— Begin —
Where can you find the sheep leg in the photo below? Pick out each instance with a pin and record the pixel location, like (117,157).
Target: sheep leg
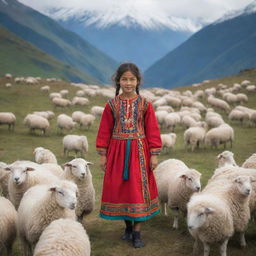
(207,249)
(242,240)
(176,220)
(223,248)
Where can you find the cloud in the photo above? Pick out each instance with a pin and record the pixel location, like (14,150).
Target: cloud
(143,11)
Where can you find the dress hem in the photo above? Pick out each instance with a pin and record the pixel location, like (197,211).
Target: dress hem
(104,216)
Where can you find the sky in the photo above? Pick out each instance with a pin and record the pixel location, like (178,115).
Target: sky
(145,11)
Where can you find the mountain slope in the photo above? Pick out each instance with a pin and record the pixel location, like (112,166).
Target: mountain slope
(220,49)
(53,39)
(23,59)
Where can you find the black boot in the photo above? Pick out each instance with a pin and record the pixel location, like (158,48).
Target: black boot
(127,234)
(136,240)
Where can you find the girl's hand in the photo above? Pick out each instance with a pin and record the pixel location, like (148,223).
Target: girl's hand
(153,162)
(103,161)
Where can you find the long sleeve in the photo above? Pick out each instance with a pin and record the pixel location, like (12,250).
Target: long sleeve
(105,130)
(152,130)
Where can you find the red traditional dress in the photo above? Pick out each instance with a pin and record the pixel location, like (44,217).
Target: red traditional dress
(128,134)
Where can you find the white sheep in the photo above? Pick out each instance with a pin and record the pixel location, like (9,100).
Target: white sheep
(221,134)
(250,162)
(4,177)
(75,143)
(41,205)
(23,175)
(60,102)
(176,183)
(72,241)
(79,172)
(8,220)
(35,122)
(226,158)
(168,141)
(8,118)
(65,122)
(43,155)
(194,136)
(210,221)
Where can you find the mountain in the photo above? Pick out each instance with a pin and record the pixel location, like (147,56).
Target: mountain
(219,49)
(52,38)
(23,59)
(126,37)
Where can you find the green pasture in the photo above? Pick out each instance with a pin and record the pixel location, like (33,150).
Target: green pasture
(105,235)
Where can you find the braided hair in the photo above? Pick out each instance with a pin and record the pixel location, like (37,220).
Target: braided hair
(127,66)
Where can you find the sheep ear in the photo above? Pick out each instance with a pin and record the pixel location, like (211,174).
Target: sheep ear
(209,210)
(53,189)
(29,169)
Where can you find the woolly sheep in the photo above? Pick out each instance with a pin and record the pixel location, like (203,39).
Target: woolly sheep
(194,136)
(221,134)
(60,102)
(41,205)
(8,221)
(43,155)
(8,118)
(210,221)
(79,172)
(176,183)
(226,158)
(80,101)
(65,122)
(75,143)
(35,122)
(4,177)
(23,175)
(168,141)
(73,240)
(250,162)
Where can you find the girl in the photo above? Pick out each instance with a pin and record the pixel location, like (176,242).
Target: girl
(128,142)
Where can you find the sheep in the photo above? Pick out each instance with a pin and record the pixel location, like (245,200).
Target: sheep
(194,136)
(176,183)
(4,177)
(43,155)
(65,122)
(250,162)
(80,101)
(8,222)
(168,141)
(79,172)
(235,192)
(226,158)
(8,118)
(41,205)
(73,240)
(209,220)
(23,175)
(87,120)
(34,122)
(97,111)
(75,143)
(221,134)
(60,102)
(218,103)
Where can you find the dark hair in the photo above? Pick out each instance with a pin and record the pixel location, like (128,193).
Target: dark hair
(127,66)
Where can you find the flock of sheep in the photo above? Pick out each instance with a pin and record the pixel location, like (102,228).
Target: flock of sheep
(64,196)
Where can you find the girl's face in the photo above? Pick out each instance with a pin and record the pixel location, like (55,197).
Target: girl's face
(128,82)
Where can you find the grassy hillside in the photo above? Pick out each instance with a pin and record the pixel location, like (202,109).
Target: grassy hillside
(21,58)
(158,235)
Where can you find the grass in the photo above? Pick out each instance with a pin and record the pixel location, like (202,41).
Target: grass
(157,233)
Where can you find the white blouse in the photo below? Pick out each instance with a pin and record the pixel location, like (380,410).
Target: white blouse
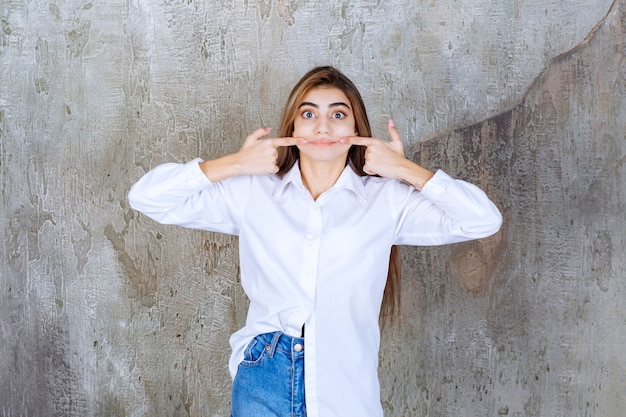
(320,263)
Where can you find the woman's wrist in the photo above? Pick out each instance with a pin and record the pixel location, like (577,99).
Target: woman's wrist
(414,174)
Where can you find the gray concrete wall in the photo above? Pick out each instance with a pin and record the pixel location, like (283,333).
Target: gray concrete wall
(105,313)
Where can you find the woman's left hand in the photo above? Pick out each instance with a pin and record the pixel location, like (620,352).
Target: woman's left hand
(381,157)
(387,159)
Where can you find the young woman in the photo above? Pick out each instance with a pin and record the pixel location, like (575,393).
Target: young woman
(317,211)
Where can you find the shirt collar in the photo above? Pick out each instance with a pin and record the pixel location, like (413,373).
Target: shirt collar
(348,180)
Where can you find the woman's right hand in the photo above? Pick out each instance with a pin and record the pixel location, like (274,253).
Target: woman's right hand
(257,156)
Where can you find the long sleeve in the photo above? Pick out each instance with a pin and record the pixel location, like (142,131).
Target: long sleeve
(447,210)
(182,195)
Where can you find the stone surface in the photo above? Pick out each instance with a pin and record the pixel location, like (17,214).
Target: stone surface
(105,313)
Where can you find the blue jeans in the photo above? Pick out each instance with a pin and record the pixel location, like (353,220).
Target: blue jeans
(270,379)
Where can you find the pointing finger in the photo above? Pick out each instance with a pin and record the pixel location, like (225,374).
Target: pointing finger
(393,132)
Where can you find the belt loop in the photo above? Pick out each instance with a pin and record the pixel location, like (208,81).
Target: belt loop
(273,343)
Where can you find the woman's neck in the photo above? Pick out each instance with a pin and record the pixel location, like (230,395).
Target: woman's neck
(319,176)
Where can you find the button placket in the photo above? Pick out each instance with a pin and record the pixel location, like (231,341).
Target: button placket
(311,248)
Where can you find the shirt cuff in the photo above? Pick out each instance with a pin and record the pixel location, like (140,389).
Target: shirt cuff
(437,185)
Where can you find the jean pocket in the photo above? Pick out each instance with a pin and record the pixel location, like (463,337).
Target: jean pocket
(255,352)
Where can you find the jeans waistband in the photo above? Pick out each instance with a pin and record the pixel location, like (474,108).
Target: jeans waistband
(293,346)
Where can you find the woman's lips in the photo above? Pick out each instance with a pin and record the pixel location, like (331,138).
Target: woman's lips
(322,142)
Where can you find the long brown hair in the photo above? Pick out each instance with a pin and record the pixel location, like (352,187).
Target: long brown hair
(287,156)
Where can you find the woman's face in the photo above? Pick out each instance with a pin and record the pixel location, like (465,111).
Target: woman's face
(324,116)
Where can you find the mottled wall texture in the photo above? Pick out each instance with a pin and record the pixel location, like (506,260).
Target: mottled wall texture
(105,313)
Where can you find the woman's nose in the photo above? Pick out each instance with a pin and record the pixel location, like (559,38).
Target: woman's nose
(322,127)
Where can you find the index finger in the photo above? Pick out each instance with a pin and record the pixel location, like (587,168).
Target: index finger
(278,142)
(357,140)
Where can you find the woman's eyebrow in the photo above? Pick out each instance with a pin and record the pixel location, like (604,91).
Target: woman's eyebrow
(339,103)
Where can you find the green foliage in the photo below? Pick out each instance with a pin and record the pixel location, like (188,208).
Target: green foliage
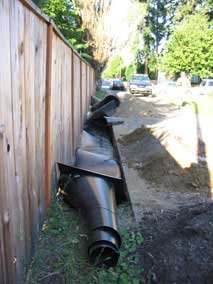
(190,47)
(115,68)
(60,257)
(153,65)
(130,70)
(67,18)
— End —
Reproduce word for word only the lines between the line containing "Where can you find the jeans" and the end of the listing above, both included, and drop any pictures.

[Worked answer]:
Where can you find the jeans waistband in the photo above? Pick out each instance with a pin and record the pixel location, like (474,108).
Target: jeans waistband
(293,346)
Where can you find the woman's lips in the photo above? Pick out each instance with a pin and record the pixel location, like (331,138).
Target: woman's lips
(322,142)
Where can you find the long brown hair in the photo above? Pick out each instance with a pin and record the pixel location, like (352,187).
Target: long brown hair
(287,156)
Where can you find the woman's face in the photo above? Pick out each instance with a pin and record the pixel location, like (465,111).
Target: woman's face
(324,116)
Where can you find the mottled wall texture in the photo above? Pick out each instance with a pin and record the pixel location, like (506,260).
Target: mottled wall texture
(105,313)
Where can you find the woman's nose in the photo above? Pick out each instance with a pin and record the pixel location, like (559,38).
Target: woman's nose
(322,127)
Where can you find the index finger in the photo above? Pick out each instance with a pin and record the pixel location, like (587,168).
Target: index finger
(278,142)
(357,140)
Where can you find the woman's eyebrow in the photo above? Pick out each instance with a pin and record the pixel location, like (604,91).
Target: woman's eyebrow
(339,103)
Where can you find the green foliage in the photo below? Pick out each instance with a pin and record the pixel location, like (188,208).
Target: green foliage
(190,47)
(115,68)
(60,257)
(153,65)
(130,70)
(67,18)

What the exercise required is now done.